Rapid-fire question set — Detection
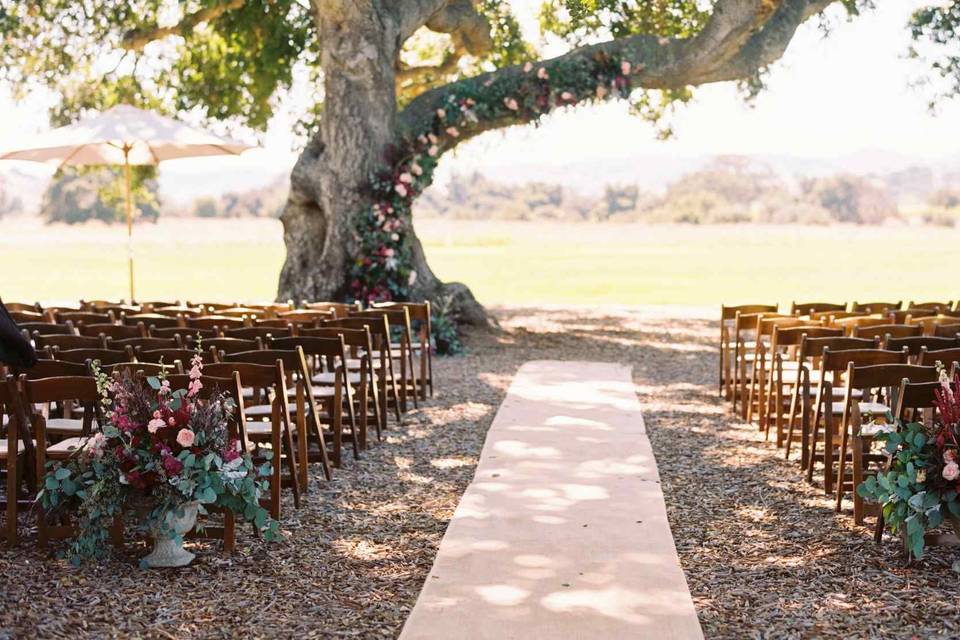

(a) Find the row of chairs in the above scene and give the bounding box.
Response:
[719,301,960,544]
[0,299,437,550]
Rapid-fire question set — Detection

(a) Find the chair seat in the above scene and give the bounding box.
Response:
[390,342,426,353]
[0,440,32,457]
[245,421,277,436]
[806,386,863,398]
[312,371,362,385]
[47,437,89,456]
[46,418,86,435]
[830,401,889,416]
[286,385,335,398]
[245,402,299,418]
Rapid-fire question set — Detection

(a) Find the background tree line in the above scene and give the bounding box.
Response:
[9,154,960,226]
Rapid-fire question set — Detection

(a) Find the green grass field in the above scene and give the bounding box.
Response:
[0,217,951,307]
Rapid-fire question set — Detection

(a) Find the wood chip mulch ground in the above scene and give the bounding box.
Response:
[3,306,959,639]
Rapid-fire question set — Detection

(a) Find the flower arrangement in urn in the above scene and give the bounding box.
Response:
[858,366,960,559]
[39,354,278,566]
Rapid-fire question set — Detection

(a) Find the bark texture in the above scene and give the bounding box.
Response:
[276,0,839,325]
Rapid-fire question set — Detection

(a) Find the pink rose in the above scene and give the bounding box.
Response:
[176,429,195,448]
[561,91,574,101]
[436,108,446,119]
[445,127,459,138]
[504,97,519,111]
[944,462,959,481]
[537,67,549,80]
[148,418,166,434]
[596,85,608,99]
[395,183,408,197]
[410,163,423,176]
[428,145,439,157]
[398,172,413,184]
[946,449,957,462]
[523,62,533,73]
[621,60,631,75]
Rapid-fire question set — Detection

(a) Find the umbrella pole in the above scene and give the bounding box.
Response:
[124,148,135,302]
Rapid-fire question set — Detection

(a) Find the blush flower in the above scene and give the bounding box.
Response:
[176,429,195,448]
[148,418,166,434]
[445,127,459,138]
[410,162,423,176]
[395,183,408,197]
[504,97,519,111]
[537,67,549,80]
[944,462,959,481]
[621,60,632,75]
[398,172,413,184]
[428,145,439,157]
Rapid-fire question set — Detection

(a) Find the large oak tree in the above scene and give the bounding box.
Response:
[3,0,954,322]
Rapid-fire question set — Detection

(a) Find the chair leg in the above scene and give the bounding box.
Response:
[823,409,835,495]
[6,454,18,546]
[223,511,236,553]
[835,421,851,512]
[853,434,865,525]
[296,389,309,490]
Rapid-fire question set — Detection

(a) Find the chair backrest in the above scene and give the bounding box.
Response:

WORK TO COMPLETE -
The complete material, set down exactly and stripped of pictures, is the expected response.

RESULT OF THE TASK -
Rapid-fire question set — Detection

(a) Find the row of chairs in the above scene and give the bounding box.
Response:
[719,301,960,544]
[0,299,437,550]
Rapid-fire question set — Detection

(a) Find the chair seat in the above scene and give the bounding box.
Response:
[390,342,426,353]
[0,440,32,457]
[245,421,277,436]
[806,386,863,398]
[312,371,362,385]
[47,437,89,456]
[46,418,86,435]
[830,401,889,416]
[286,385,335,398]
[245,402,299,418]
Rapid-fire question set — Detection

(a) Find the background tree line in the above scene and give the bounding box.
Response:
[9,154,960,226]
Rapid-fire question set — Detection

(a) Find the green grass field in the above scene and give the bounding box.
Response:
[0,217,951,307]
Rapid-fire question set — Detection

(a) Find the wood chip mulch ground in the above scene and give the bounding box.
Response:
[3,306,959,639]
Rapid-fire question set — Detection

(a) Find the flower arrangement in urn in the above scene and give the bounding box.
Response:
[858,366,960,559]
[39,354,278,566]
Rapid-fire question set — Detection

(a) Find the bark texture in the above scene and give the bounding box.
Response:
[276,0,839,325]
Rapid-fire question set — Detection

(a) Find the pink rose in the above scene and give the bounding box.
Response:
[176,429,195,448]
[561,91,574,101]
[436,108,446,119]
[445,127,459,138]
[504,97,519,111]
[944,462,959,481]
[537,67,549,80]
[148,418,166,434]
[596,85,608,99]
[395,183,408,197]
[410,163,423,176]
[428,145,439,157]
[398,172,413,184]
[946,449,957,462]
[523,62,533,73]
[621,60,631,75]
Rapid-fire question set — Detection

(a) Find the umbrella pole in the above scene and give the bounding box.
Response:
[124,148,135,302]
Rapid-fire question set — Detection

(a) Find the blush flower in the above scene and give the bounding box.
Response:
[176,429,195,448]
[148,418,166,434]
[445,127,459,138]
[410,162,423,176]
[395,183,408,197]
[504,97,519,111]
[537,67,549,80]
[944,462,959,481]
[621,60,632,75]
[398,172,413,184]
[428,145,439,157]
Rapid-fire question set — Detection

(a) Find the large oak tree in the above scene and give the bounding box.
Response:
[3,0,954,322]
Rapid-fire question set — Detection

(a) Find the chair leg in the above scene and give the bounding box.
Response:
[823,409,835,495]
[6,454,18,546]
[223,511,236,553]
[835,421,851,512]
[853,434,865,525]
[296,389,309,490]
Rapid-fire question set — Detection

(a) Find the chair backrest in the above scene and give the bounding box.
Response:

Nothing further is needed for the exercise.